WHAT YOU NEED TO DO:
Rewrite only the items starting at the line containing "Where can the truck tire" and ending at the line containing "(1077, 336)", keeping the requests unchanged. Raise every coordinate in the answers by 53.

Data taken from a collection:

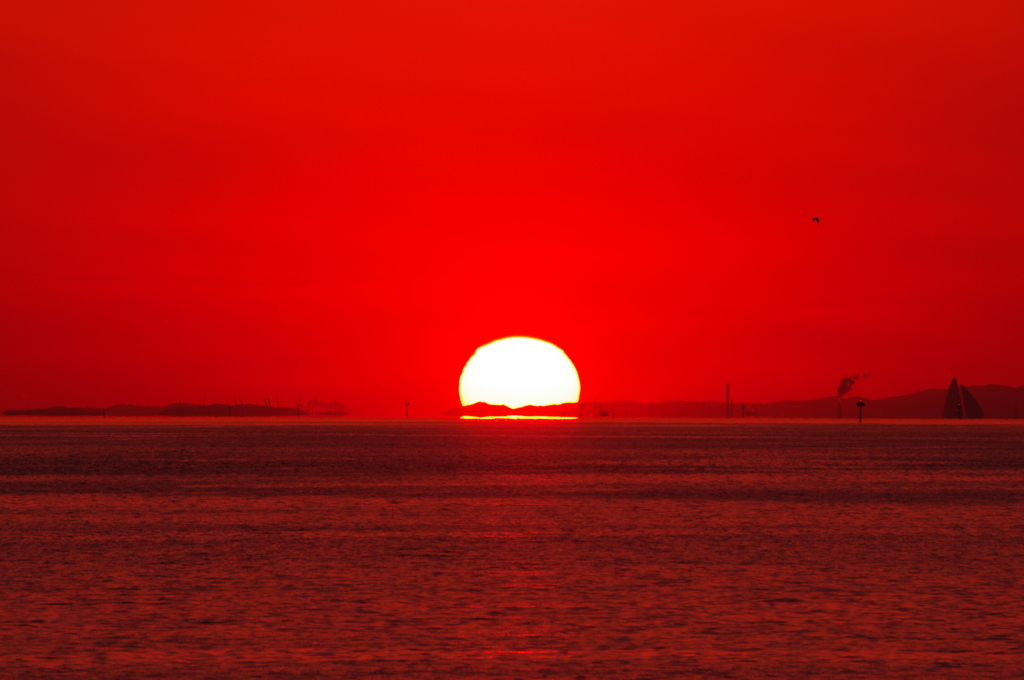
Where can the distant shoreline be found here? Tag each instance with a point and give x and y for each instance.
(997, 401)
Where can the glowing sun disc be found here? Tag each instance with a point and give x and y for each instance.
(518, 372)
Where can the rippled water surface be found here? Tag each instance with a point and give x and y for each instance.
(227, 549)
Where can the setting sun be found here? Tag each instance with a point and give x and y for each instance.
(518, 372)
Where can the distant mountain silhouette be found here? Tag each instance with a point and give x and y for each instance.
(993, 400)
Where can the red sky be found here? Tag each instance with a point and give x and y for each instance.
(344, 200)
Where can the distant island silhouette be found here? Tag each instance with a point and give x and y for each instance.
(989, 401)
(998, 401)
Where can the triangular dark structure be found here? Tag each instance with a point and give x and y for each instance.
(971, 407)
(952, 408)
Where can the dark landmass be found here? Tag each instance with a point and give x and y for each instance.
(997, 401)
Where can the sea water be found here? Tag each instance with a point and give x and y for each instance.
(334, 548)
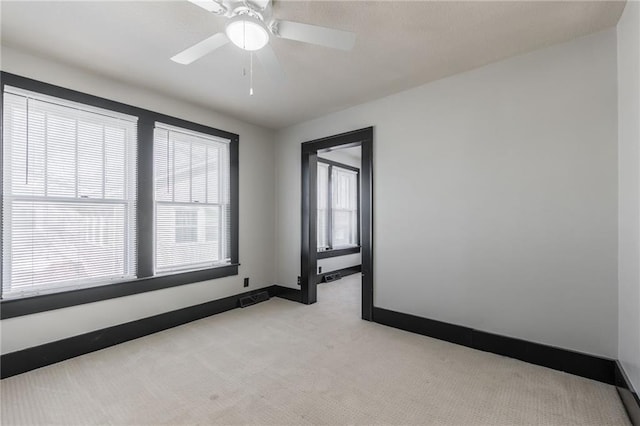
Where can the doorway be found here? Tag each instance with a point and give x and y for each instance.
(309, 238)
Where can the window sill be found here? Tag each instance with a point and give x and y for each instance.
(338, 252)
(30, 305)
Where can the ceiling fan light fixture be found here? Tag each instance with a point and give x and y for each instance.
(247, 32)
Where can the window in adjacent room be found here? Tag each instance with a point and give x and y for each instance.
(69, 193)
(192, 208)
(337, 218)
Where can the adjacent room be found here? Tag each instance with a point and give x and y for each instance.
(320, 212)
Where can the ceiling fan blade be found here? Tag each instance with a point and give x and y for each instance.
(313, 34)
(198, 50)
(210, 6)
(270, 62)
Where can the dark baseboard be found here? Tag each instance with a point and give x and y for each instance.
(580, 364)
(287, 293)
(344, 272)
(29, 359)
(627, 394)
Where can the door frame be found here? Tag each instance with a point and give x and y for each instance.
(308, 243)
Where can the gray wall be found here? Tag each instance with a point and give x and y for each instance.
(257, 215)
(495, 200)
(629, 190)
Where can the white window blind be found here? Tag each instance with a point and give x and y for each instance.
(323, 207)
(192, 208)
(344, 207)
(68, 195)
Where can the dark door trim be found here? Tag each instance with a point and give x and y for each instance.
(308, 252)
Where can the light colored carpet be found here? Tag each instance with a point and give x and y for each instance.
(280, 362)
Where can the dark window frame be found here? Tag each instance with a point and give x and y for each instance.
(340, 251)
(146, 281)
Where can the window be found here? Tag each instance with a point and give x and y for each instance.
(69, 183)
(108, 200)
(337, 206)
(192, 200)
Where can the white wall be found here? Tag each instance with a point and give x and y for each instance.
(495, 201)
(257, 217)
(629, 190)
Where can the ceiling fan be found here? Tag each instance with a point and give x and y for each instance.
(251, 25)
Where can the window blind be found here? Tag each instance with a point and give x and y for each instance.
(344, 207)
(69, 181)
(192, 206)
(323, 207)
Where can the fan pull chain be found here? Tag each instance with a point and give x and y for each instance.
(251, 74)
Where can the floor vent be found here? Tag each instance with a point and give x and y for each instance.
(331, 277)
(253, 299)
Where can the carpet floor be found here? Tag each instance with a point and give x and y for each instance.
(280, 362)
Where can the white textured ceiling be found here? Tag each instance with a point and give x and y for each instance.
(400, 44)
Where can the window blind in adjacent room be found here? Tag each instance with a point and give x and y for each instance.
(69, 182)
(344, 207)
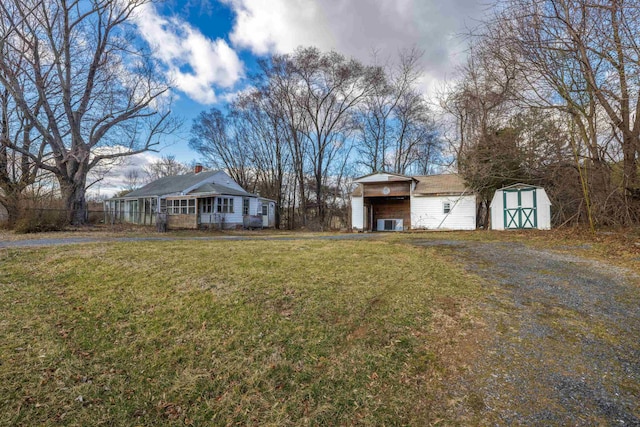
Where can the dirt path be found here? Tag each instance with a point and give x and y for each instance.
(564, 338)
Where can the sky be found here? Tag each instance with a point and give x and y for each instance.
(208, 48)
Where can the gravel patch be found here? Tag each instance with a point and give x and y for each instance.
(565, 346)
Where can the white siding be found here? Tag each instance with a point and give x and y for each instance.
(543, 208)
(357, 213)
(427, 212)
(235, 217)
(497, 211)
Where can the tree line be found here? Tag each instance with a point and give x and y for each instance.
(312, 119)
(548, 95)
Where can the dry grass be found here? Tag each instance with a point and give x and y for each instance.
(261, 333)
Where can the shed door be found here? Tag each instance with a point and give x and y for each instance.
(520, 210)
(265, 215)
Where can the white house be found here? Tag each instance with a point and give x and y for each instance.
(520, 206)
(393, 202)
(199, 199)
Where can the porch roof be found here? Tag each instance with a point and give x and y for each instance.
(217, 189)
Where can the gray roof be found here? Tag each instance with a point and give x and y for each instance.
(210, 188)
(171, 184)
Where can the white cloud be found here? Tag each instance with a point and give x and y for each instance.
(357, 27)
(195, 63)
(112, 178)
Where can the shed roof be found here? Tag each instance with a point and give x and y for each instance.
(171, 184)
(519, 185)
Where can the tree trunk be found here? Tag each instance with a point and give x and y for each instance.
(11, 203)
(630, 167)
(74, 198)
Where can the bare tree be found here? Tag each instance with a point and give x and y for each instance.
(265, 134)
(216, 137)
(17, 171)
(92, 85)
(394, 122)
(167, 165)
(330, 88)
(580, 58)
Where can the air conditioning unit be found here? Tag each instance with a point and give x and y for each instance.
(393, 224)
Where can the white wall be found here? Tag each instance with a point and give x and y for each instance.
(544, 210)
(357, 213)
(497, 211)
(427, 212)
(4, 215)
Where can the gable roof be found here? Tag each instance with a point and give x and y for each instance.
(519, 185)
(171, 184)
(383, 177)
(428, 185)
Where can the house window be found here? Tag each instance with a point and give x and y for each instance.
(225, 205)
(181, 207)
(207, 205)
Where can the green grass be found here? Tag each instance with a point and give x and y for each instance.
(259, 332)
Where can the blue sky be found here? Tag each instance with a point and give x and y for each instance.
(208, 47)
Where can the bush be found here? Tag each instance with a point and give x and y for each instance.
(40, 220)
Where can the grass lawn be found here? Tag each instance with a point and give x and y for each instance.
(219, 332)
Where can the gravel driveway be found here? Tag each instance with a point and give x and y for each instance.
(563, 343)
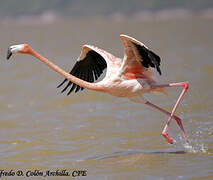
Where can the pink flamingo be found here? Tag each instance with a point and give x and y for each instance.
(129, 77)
--
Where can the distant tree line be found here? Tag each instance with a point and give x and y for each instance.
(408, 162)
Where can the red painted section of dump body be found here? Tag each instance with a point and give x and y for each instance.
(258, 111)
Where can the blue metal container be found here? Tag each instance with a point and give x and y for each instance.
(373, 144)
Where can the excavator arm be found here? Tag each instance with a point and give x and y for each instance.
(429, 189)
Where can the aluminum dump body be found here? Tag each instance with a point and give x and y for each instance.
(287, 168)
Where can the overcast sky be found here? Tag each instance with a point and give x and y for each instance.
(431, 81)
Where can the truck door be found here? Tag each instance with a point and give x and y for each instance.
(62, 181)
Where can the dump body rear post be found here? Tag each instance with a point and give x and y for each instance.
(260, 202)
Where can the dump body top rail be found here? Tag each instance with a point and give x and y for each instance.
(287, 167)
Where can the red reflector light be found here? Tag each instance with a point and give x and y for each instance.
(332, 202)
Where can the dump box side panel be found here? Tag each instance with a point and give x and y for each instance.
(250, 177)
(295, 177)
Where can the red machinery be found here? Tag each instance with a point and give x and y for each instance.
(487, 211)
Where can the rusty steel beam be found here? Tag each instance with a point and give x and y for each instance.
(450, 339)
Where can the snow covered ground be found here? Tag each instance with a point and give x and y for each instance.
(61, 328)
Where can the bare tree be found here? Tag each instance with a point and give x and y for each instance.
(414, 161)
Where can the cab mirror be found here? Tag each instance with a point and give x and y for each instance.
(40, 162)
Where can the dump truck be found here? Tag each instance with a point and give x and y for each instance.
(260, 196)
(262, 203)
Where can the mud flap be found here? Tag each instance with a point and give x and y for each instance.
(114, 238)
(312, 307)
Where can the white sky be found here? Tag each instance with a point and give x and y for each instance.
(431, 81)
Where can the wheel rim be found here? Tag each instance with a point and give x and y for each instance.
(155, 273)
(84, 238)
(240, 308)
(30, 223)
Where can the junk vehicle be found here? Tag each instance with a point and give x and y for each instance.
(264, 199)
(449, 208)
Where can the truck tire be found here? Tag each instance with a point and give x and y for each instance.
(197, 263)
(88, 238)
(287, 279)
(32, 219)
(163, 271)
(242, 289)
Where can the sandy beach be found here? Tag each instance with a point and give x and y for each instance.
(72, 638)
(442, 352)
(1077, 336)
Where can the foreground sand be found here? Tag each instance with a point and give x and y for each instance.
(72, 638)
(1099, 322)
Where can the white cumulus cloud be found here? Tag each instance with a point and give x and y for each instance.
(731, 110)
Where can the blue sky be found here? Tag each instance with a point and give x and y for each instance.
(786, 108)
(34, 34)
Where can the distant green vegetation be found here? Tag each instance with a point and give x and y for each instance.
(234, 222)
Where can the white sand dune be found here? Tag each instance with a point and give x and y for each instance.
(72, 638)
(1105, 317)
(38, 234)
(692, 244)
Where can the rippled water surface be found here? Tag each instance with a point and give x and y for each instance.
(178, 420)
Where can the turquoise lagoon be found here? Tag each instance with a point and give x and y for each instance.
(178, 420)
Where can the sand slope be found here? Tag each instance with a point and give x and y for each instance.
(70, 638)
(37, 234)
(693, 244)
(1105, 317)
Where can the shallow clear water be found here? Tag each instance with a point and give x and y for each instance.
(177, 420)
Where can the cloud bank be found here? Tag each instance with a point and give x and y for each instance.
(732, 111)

REPLY:
Where can the truck tire be found here? Tag each instance with a point and give x and y for each instance.
(250, 316)
(141, 291)
(340, 332)
(85, 272)
(216, 324)
(295, 342)
Where can the sandy beach be found here? Tag each instance with a point and give x and y for each instance.
(125, 691)
(495, 405)
(1130, 389)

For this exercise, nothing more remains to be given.